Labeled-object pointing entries
• • • • •

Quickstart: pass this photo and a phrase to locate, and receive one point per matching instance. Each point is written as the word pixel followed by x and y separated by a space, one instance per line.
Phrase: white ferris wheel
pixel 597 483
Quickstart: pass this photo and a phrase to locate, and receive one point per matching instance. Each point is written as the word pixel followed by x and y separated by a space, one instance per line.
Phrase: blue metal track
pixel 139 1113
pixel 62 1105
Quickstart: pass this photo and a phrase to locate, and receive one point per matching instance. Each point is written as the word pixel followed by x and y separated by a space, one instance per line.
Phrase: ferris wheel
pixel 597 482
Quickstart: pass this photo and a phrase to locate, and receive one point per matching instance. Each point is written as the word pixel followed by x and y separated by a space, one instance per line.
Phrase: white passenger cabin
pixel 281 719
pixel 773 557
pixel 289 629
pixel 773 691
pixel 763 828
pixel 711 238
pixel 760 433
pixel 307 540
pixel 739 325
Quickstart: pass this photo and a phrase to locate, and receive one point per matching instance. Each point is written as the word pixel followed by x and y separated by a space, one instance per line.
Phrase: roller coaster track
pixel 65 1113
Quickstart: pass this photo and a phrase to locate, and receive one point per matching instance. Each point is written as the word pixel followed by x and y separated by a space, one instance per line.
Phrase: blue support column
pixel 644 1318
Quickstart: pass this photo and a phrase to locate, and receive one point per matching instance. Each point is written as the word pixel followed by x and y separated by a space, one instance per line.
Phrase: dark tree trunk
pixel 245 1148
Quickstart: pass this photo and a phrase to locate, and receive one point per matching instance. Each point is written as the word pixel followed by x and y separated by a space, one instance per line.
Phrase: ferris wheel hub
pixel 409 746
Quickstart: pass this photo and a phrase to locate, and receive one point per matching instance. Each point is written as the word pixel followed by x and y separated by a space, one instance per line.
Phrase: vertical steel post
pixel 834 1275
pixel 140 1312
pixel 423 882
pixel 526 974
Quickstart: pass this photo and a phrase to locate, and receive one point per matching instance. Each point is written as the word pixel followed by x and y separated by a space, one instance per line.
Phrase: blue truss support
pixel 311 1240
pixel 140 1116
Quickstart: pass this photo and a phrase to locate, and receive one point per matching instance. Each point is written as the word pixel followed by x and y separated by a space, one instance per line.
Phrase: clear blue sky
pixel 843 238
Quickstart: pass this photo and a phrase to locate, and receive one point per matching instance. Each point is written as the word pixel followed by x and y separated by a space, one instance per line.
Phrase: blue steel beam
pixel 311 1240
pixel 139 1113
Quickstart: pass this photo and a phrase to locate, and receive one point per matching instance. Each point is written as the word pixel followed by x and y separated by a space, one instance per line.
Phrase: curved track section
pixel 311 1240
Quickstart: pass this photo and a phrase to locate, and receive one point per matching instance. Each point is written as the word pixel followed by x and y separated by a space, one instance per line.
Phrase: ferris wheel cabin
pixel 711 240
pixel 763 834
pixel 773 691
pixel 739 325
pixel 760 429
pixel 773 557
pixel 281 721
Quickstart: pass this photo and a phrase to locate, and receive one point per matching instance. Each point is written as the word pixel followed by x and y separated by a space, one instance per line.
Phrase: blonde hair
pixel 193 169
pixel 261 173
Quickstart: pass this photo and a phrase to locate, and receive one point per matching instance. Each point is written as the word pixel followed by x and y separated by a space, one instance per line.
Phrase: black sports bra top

• • • • •

Given instruction:
Rewrite the data with "Quickstart" switched to "Instructions" throughout, leaving everything else unchanged.

Exercise output:
Instructions: pass this photo and a phrase to locate, and receive one point per matching instance. Each point is written as the word pixel followed by x and y separated by a space, one instance per line.
Phrase: white ferris wheel
pixel 597 483
Instructions: pass this photo and a phrase to locate, and receive one point per matching instance. Each point is written as the word pixel followed by x and y separated by a space, one instance per line.
Phrase: blue metal track
pixel 139 1113
pixel 62 1105
Instructions: pass this photo and a phrase to locate, and receive one point per matching instance. Each point is written as the word pixel followed by x and y separated by a space, one instance per line.
Phrase: ferris wheel
pixel 597 482
Instructions: pass this photo and a phrase to locate, and receive one point per matching instance. Each point is written as the word pixel followed by x and y separated by a space, one instance per line.
Phrase: white passenger cabin
pixel 281 719
pixel 773 557
pixel 289 629
pixel 773 691
pixel 763 828
pixel 711 238
pixel 760 433
pixel 307 540
pixel 739 325
Instructions: pass this photo and a phrase to locate, and receive one point per matching instance. Each point is written as the word pixel followed by x and y separated by a space, one instance per line.
Phrase: roller coaster track
pixel 65 1113
Instructions: pass this photo and a phrase to locate, and receive one point per matching instance. Each point is written as the word pixel followed by x and y separated by a space, one instance per line.
Phrase: blue support column
pixel 644 1318
Instructions: pass this photo and a phrase to locate, and receive one point per matching instance. Each point is written as the word pixel followed by x and y separated by a space, one instance per line.
Phrase: dark tree trunk
pixel 245 1148
Instructions: pass this photo and a phrase to locate, and receive one point per matching instance. Each point is written as the word pixel followed by x and y separated by a space, one instance per line.
Phrase: ferris wheel hub
pixel 409 746
Instructions: pass this photo and a phrase to locate, and receive one point per matching instance. Each point is written as the word pixel followed by x and y separated by a space, one instance per line.
Phrase: vertical steel post
pixel 834 1275
pixel 140 1312
pixel 423 882
pixel 526 974
Instructions: pass this photo and a phrase to locate, and receive one point per matching instance. Each point is written as the word pixel followed by x and y separated by a space, one instance per line.
Phrase: blue truss support
pixel 311 1240
pixel 140 1116
Instructions: pass this photo and a phrase to locate, and receive one point per matching instance. Each point is written as the word pixel followed by x and y separated by a space, one instance per line.
Phrase: clear blue sky
pixel 843 238
Instructions: pass this photo and a phrase to locate, and receive one point per matching instance. Each point is written as the word pixel followed by x and y separated by a space, one instance per line.
Phrase: blue steel beam
pixel 311 1240
pixel 139 1113
Instructions: pass this photo and a phrase to locate, and receive one point per matching instance. Each point is written as the word pixel followed by x and y separated by a space, one instance per line.
Phrase: curved track section
pixel 311 1240
Instructions: pass this photo and a phrase to locate, and receive one point per matching instance. Each point is written as the word pixel followed by x and y separated by a space, one instance per line.
Phrase: ferris wheel cabin
pixel 711 240
pixel 763 834
pixel 773 691
pixel 739 325
pixel 760 429
pixel 773 557
pixel 281 721
Instructions: pass this photo and a phrase to locate, and receive one point per matching instance. Each point is written as the word pixel followed by x and y separated by a space, one instance per line.
Phrase: blonde hair
pixel 193 169
pixel 261 173
Instructions: pass this photo and a phrase to locate, and receive one point per matching instance. Each point is written as the word pixel followed by x and y separated by a space, one instance per line.
Phrase: black sports bra top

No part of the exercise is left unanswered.